Screen Printing Technical Experts | Squeegee & Ink

Squeegee & Ink is an open access screen printing studio in Newbury that is owned and operated by Chessie Rosier. Squeegee & Ink is more than a studio, it's a place of fun. Chessie loves introducing people to the most diverse printing processes of screen printing. If you would like to learn how to screen print in a simple workshop or 1:1, then we recommend you visit www.squeegeeandink.com to find out more.

William Shorter Product Manager for CPS interviewed Chessie to get an understanding behind her passion for Screen Printing.

Tell us about Squeegee & Ink and why you became involved in screen printing?

"Screen Printing relies on a few processes to be completed with care and attention. Designing your image, exposing the screen, right through to pushing the ink through the mesh. Each step needs careful consideration and allows the printmaker to dictate ink deposits and consistency. The reason I love the technique is partly due to the craftsmanship involved in making sure you have the best exposure and use a technique which will compliment the image. I am always developing and learning my craft through teaching and working with other artists. In the studio I teach several times a week and the studio is open access for local artists and designers. There is always help on hand to discuss the best way in which to produce the print".

• _Material provided_
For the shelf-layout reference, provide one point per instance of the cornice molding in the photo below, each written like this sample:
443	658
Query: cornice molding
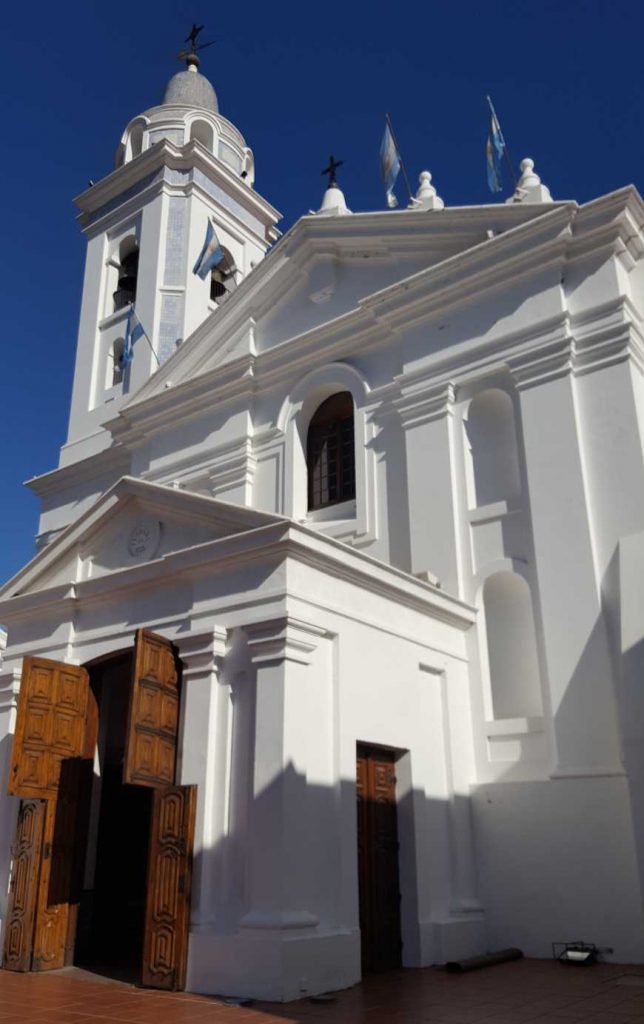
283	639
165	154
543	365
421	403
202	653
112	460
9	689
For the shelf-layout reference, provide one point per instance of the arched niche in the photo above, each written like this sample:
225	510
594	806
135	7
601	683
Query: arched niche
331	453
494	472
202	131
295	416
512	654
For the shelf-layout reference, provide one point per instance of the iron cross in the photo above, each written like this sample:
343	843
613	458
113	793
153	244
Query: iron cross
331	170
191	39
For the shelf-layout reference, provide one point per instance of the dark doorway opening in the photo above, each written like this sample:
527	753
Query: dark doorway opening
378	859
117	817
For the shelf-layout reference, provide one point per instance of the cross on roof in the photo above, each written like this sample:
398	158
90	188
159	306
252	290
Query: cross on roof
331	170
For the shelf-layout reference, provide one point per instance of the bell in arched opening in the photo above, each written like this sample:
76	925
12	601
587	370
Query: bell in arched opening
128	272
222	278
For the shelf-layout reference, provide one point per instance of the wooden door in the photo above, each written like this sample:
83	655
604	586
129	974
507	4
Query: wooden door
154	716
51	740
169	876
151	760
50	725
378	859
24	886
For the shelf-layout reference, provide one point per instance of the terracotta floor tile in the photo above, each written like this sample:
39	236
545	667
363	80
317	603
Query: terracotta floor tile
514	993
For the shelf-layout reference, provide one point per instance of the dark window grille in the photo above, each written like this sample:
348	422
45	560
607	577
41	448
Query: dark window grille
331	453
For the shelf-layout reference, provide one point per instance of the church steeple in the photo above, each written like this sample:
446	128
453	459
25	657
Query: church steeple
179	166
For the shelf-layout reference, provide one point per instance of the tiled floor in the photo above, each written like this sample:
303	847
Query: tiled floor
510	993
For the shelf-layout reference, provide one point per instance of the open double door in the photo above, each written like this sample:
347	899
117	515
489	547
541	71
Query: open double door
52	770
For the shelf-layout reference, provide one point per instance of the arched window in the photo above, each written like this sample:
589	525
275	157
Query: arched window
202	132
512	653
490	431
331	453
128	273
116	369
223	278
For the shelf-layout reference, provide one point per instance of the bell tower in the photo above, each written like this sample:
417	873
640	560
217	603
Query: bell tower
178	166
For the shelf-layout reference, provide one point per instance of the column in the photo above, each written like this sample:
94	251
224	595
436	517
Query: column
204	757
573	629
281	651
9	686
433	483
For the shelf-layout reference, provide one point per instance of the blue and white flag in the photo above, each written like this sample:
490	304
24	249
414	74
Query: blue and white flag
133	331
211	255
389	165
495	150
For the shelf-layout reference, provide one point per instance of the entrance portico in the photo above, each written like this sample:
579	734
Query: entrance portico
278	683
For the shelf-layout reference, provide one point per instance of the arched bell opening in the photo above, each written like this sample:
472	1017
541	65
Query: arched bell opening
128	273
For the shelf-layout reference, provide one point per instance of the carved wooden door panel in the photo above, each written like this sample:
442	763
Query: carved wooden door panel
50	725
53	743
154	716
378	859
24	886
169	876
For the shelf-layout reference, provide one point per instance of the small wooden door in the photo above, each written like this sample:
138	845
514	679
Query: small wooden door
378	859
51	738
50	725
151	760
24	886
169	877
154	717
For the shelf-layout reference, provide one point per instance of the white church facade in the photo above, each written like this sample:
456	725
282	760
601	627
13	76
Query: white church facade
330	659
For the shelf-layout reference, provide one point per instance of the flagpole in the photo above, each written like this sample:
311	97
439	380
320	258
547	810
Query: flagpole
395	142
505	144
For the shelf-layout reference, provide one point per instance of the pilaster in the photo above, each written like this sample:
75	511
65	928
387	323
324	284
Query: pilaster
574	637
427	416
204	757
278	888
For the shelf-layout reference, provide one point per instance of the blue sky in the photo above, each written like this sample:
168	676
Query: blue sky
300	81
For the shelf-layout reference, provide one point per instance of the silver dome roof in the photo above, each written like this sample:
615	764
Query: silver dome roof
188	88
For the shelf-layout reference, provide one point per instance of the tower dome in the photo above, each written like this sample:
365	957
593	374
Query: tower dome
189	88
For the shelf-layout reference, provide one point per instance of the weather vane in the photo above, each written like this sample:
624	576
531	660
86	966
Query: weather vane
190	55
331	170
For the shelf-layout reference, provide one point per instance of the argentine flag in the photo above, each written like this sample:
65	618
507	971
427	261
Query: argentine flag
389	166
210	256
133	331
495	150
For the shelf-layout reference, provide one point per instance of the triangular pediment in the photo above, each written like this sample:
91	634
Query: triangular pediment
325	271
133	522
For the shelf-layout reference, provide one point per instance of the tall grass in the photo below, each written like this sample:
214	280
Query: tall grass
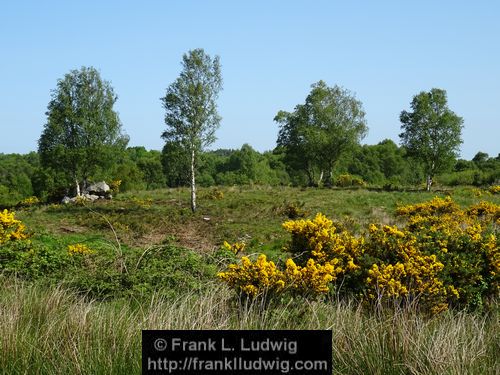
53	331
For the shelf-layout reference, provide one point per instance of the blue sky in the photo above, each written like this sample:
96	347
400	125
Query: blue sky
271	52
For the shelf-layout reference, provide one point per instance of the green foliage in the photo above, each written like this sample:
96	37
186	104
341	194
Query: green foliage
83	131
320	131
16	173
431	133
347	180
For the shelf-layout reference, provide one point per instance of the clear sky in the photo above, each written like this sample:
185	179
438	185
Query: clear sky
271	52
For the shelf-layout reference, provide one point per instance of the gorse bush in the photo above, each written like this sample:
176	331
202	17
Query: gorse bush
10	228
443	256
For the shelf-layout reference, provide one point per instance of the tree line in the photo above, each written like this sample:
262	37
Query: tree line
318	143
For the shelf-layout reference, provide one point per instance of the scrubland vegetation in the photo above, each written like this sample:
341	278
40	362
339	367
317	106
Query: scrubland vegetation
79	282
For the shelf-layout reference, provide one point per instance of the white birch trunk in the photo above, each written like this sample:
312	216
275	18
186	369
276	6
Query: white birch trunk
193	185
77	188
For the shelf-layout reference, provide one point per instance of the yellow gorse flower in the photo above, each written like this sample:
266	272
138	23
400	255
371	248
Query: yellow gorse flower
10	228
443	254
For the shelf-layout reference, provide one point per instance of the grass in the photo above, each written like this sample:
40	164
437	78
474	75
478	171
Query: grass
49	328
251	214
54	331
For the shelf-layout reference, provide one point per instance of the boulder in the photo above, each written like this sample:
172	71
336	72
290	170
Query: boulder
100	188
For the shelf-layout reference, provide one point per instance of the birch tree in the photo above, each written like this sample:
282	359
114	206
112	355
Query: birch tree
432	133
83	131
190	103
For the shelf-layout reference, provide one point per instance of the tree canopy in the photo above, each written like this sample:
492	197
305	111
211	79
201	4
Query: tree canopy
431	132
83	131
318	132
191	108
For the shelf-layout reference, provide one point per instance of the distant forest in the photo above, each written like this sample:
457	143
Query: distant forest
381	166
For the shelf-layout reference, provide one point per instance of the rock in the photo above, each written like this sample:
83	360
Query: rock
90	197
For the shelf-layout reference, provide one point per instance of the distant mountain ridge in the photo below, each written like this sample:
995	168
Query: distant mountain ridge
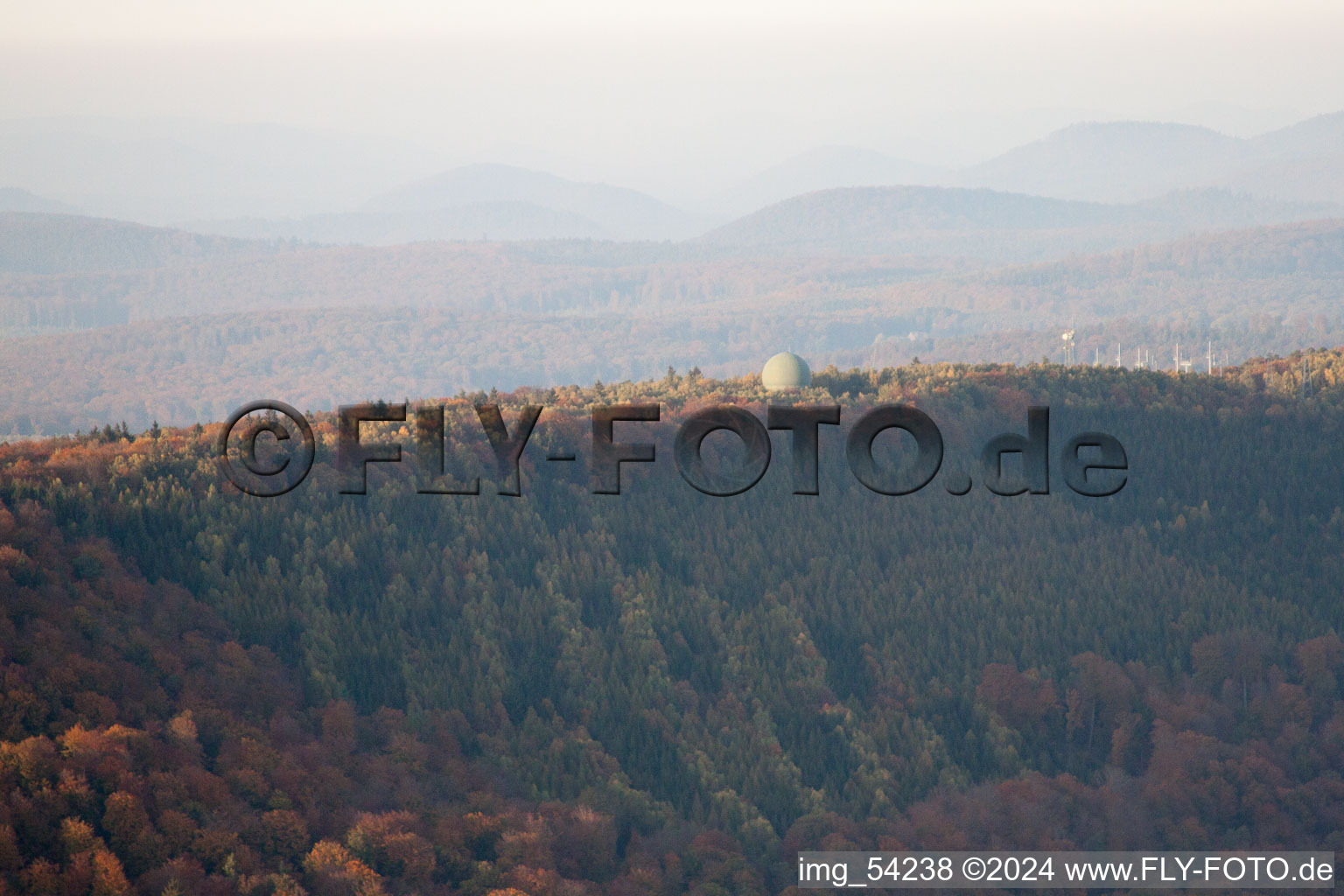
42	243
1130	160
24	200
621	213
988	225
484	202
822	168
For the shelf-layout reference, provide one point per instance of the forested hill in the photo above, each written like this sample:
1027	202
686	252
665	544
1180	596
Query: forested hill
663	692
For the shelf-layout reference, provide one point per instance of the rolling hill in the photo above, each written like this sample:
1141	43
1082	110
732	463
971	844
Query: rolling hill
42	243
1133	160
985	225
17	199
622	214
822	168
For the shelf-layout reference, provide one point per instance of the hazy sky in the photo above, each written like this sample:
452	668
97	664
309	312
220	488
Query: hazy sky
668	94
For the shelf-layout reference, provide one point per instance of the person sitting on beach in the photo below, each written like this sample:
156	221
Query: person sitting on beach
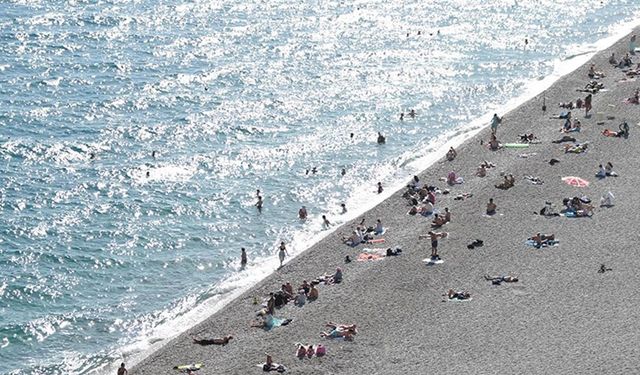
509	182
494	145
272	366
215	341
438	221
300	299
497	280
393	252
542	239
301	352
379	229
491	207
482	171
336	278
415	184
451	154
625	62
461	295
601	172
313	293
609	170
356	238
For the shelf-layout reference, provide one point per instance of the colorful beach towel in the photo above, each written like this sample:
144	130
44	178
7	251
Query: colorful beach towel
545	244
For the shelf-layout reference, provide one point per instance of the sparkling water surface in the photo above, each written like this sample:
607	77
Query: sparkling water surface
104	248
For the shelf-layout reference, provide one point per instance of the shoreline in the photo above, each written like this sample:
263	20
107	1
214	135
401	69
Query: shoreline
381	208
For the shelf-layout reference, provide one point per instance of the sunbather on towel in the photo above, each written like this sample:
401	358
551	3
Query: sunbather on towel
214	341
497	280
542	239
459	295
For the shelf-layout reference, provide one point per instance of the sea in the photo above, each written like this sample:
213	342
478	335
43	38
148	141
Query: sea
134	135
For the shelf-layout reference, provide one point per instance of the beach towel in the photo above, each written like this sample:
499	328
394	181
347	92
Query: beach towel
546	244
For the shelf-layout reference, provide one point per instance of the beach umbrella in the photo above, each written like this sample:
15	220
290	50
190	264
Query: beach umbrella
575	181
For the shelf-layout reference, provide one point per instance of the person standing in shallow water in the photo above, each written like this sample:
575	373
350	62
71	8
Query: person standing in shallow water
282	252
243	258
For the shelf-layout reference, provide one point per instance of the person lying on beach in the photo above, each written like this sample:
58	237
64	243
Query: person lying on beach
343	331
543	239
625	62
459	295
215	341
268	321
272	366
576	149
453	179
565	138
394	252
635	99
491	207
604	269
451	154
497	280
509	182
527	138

• _Your tasks_
1 - According to the Squeegee & Ink interview, who owns and runs the studio?
2 - Carry on the Squeegee & Ink interview past its final sentence.
The material after the Squeegee & Ink interview stands apart from it.

• _Per-task outputs_
1 - Chessie Rosier

2 -
Tell us about one of the artists or illustrators who are using your studio?

"Emily Parker is one of the illustrators who use the studio on a regular basis to build her portfolio and stock. Emily has a broad range of products and therefore substrates to print on. With experimentation, innovation and the best quality materials and inks her range is second to none".

What is your top tip for screen printing?

Chessie’s top tip. "When using the squeegee, pull a light flood stroke and follow with a print stroke. To obtain the correct angle of the squeegee draw an imaginary line from the end of your nose to the squeegee, which will be roughly 40 degrees. Finish your stroke with a curtsey of the squeegee, this will help deposit ink from the squeegee back onto the screen".